Could you write out, exactly and with no pictures, every line from the one containing "Locate the sidewalk" through the last line of the entries?

Data excerpts:
Content starts
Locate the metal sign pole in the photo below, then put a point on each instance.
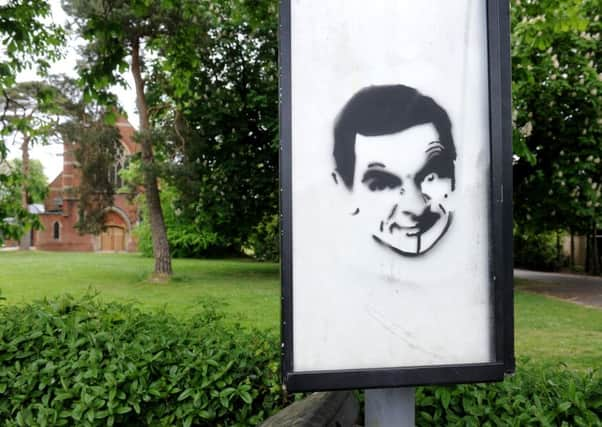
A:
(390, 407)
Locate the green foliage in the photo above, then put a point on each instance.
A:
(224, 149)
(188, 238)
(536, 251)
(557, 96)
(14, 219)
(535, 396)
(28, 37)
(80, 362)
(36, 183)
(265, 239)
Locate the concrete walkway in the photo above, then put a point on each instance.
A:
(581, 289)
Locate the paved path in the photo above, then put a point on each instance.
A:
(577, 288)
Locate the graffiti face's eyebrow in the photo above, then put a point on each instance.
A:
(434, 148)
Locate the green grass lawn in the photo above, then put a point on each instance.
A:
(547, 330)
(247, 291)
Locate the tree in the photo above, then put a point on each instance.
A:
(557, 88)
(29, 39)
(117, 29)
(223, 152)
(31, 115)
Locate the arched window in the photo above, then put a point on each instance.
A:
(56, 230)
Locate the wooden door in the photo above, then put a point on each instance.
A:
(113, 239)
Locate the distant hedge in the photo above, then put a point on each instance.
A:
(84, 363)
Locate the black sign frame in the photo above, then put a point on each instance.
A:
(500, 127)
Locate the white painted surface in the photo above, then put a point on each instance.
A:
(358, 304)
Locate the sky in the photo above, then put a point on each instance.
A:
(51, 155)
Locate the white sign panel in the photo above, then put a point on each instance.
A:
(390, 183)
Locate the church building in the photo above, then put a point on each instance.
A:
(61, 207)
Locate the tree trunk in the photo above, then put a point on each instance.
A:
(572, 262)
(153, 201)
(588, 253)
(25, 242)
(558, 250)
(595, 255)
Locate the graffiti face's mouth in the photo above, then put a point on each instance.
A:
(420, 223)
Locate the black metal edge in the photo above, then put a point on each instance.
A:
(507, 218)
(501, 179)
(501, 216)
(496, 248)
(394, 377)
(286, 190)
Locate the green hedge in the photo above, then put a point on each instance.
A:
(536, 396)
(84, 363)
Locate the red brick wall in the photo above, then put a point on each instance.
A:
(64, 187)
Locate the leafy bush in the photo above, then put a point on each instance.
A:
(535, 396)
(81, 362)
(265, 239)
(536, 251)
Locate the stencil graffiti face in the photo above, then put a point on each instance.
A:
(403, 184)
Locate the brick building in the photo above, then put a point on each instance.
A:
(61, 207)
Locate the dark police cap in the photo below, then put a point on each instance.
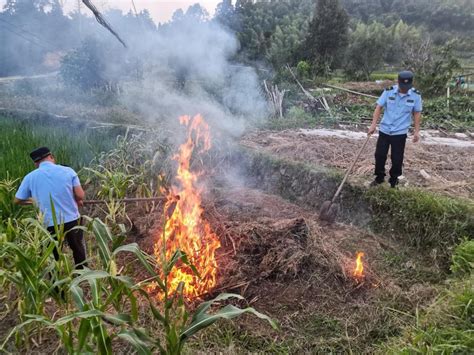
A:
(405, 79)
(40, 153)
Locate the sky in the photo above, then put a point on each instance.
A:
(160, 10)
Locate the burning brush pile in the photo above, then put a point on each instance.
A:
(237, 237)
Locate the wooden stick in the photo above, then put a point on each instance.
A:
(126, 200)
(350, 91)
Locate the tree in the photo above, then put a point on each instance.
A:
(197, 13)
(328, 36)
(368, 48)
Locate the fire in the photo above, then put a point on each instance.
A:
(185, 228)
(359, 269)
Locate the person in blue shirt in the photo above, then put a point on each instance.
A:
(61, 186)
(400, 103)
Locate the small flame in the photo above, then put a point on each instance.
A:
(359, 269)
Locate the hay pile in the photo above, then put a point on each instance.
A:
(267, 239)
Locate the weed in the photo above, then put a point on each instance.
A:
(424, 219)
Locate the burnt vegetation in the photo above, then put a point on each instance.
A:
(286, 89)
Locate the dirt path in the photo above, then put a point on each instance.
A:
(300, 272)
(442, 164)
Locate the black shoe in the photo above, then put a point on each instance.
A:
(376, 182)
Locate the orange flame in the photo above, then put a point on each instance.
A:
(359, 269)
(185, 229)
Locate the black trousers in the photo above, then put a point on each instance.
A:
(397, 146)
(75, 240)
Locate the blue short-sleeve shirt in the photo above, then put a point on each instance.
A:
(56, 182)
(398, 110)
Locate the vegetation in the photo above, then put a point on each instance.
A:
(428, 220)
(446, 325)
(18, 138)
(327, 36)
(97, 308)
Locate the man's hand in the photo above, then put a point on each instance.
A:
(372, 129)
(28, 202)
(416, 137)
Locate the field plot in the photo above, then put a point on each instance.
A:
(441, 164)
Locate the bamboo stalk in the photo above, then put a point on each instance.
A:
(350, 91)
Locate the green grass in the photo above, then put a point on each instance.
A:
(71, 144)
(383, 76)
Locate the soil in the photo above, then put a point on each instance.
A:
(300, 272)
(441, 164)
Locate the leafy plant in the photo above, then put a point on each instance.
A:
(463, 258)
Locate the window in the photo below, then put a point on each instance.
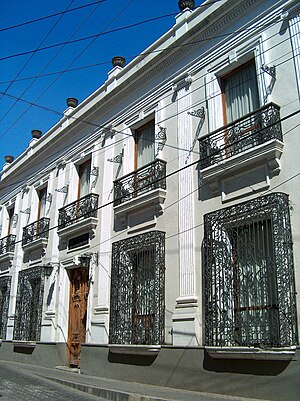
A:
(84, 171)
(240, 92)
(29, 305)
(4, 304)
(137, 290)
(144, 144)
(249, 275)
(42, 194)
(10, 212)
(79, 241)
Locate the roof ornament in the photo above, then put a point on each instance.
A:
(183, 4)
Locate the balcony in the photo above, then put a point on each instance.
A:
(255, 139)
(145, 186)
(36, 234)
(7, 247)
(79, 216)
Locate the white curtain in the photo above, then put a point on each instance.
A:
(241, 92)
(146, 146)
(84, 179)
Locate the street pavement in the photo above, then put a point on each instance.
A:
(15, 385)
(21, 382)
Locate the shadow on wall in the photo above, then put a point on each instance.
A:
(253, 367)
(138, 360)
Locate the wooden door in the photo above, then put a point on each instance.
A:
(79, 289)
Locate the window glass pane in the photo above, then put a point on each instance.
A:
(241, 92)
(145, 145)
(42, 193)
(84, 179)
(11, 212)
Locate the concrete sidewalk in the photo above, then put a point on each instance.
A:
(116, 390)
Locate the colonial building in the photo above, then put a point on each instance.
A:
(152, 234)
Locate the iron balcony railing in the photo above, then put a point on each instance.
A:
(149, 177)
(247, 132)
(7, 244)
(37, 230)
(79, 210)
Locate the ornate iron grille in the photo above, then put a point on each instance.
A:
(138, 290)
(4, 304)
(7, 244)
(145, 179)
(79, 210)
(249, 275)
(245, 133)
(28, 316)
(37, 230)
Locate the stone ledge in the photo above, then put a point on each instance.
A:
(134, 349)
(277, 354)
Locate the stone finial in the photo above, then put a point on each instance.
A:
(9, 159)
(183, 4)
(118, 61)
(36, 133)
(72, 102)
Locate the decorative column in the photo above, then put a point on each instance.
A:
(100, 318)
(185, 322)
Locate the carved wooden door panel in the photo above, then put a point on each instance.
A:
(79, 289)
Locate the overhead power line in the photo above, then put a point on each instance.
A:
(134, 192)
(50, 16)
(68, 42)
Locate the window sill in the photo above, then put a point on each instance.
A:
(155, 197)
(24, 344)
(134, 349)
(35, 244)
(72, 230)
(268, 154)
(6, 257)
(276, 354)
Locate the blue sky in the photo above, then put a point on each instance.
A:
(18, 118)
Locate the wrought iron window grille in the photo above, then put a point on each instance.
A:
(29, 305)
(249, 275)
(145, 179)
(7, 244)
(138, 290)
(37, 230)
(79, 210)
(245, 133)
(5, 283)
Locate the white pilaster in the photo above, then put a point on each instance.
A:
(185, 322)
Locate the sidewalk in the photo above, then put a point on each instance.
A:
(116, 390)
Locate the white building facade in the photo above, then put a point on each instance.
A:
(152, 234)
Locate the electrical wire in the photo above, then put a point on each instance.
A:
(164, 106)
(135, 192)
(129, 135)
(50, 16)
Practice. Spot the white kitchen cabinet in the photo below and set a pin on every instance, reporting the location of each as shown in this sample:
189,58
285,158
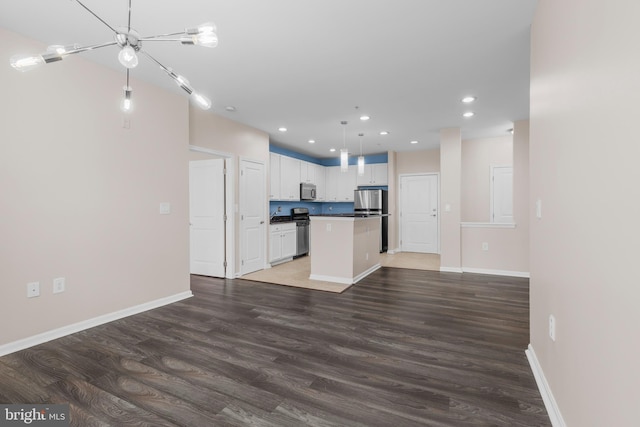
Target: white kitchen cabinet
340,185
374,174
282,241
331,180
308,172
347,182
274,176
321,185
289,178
Content ends
PROBLEM SOLUTION:
Locate the sidewalk in the photo above, then put a point on each instance.
A:
(116, 390)
Locate the white building facade in the photo above, then put a point on each instance.
A:
(152, 234)
Locate the electrical wire in the photo above, then put a point on each instance.
A:
(164, 106)
(135, 192)
(129, 135)
(50, 16)
Practice. Spot the white kitchen cabinet in the photo below and set a pin on every instance, reporting the location of each as shown in this sample:
189,58
285,158
Target: white kitchen cabinet
340,185
374,174
282,241
331,180
308,172
347,182
274,176
321,185
289,178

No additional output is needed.